#### FRAGMENT TEKSTU:
━━━━━━━━━━━━━━━━━━━━━━━━━━━━━━

Nie
myślałem, że w tym roku trafię ponownie do Baku. Ale trochę wolnego czasu jakie
się wytworzyło w Gruzji, pozwalało na taki odskok od gruzińskiej codzienności.
Do tego ułatwiona procedura wizowa – dokument drogą elektroniczną otrzymałem w
trzy dni, zachęcała do wyjazdu. Zaopatrzony wcześniej w bilet zapakowałem się w
Tbilisi do nocnego sypialnego pociągu aby na rano w miarę wyspany dotrzeć do
stolicy Azerbejdżanu. Był początek października, powinno jeszcze być przyjemne
jesienne słońce, jednak na dni, które miałem zamiar spędzić w Baku prognozy
zapowiadały deszcz. Nic to, pomyślałem – jest kilka dni wolnych, trzeba je
wykorzystać, najwyżej będę się ogrzewał w restauracjach i kafe doskonałą
duszbarą i koniakiem.
Swoje
pierwsze kroki skierowałem do niezbyt odległej od dworca głównego knajpki 50
kepików, gdzie tradycyjnie powitałem Azerbejdżan miską znakomitego uzbeckiego płowu.
Podana do niego kawa nie spełniła niestety moich oczekiwań ale w Azerbejdżanie
trudno nie tylko o dobrą kawę ale o kawę w ogóle. To ewidentnie kraj herbaty co
może nieco dziwić bo w bratniej Turcji robią przecież znakomita kawę. Przy
wejściu do metra oczywiście leniwa kontrola bezpieczeństwa mojego małego plecaka
(w dużym spokojnie mogłem wnieść 15 kg semteksu) i jadę do hotelu, jakieś
siedem stacji od dworca ale hotel jest dosłownie pięć minut od stacji metra i
dobry standard za rozsądne pieniądze. Prysznic, chwila odpoczynku i w miasto!

━━━━━━━━━━━━━━━━━━━━━━━━━━━━━━

(Zebrane dane)
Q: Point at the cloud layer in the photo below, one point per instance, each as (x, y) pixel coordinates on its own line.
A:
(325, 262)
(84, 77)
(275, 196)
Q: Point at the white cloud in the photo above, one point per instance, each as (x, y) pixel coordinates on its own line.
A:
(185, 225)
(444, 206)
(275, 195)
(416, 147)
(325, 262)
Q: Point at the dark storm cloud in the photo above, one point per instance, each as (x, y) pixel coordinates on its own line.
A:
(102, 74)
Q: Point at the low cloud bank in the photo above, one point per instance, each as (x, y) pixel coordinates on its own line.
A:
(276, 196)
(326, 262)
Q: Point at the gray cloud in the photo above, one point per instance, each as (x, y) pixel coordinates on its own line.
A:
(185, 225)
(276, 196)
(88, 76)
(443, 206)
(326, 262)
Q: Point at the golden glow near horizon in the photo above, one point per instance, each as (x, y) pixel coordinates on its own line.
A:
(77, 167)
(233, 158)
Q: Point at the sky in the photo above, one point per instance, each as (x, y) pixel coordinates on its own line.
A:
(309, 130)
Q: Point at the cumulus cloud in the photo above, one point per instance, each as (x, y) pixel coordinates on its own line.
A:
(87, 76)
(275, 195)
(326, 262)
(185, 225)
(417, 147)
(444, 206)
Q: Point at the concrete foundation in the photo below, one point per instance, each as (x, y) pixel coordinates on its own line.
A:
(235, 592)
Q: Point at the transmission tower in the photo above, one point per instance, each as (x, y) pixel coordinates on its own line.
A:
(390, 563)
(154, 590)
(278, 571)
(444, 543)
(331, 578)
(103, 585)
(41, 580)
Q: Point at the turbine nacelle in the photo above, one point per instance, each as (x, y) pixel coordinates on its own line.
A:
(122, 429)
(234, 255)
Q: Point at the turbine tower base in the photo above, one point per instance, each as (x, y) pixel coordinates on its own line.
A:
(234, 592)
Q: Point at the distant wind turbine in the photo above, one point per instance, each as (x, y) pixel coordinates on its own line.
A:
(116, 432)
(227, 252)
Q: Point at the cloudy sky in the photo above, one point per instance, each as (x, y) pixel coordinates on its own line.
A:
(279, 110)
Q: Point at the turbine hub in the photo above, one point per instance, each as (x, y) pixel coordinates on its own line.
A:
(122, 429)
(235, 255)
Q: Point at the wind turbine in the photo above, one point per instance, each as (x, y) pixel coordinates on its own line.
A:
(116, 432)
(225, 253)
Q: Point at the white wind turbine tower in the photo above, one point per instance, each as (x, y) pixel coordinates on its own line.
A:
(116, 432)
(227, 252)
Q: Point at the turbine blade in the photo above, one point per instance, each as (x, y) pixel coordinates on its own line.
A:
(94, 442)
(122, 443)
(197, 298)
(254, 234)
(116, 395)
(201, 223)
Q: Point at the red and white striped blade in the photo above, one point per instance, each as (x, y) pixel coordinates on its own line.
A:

━━━━━━━━━━━━━━━━━━━━━━━━━━━━━━

#### ZADANIE:
Podejmij relację z wyprawy do Baku i napisz jej dalszy ciąg, zaczynając zaraz po jej ostatnim zdaniu.

#### ODPOWIEDŹ:
Mój
październikowy pobyt w Baku to nie tylko mile spędzony, beztroski czas ale
także praca. Wstępne układanie tras turystycznych, sprawdzanie różnych
wariantów, testowanie knajp. Wysiadam więc na końcowej stacji czerwonej linii
metra, Iczeri Szecher czyli miasto wewnętrzne i ruszam się pokręcić. Najpierw
jednak sprawdzam czy dobrze pamiętam drogę od metra do funikulora, który jedzie
na wzgórze gdzie znajduje się aleja zasłużonych – poległych w starciach z armią
czerwoną w 1990 roku oraz w Karabachu i gdzie płonie wieczny znicz – pamięć ludzka
potrafi płatać figle o czym przekonałem się w kwietniu „w stolicy kraju, o
którym tutaj nie mówimy”. Domyślcie się gdzie. Kręcę się po klimatycznych
zaułkach, wymyślając różne warianty tras, odrzucając jedne a przyjmując drugie.
Iczeri Szecher, kompleksowo odremontowane w latach 90-tych robi wrażenie i
pozwala turyście zasmakować nutki orientu. Później przychodzi czas na penetrację
Alei Azerbejdżanu gdzie zapuszczam się w boczne, klimatyczne uliczki, nieco
zapyziałe ale przez to prawdziwe – za 5 do 10 lat zapewne tych kwartałów już
nie będzie – polegną pod wdzierającymi się na te tereny wysokimi apartamentowcami
i biurowcami, zwłaszcza że to bardzo blisko od Placu Fontann oraz prestiżowego
deptaka na ulicy Nizami.
Przy wspomnianym placu „odkrywam” kościół – nie używany,
ogrodzony ze wszystkich stron stalowym, nieprzejrzystym ogrodzeniem. To zapewne
„stary kościół albański” jak źródła miejscowe nazywają obiekty pozostałe po
Ormianach. Zdaje się on być jakby wstydliwie ukryty przed mijającymi to miejsce
ludźmi. Udaje mi się zajrzeć przez szparę w ogrodzeniu – wnętrze zdaje się być
zadbane. Trudna historia obu narodów jest tu nadal gorąca i lepiej nie wchodzić
na te tematy. Pamięć wzajemnych krzywd jest ogromna.
Pierwszy
dzień kończę w znakomitej restauracji przy Palcu Fontann, do której uciekam
przed deszczem. Gdy po około półtorej godzinie wychodzę leje jeszcze bardziej.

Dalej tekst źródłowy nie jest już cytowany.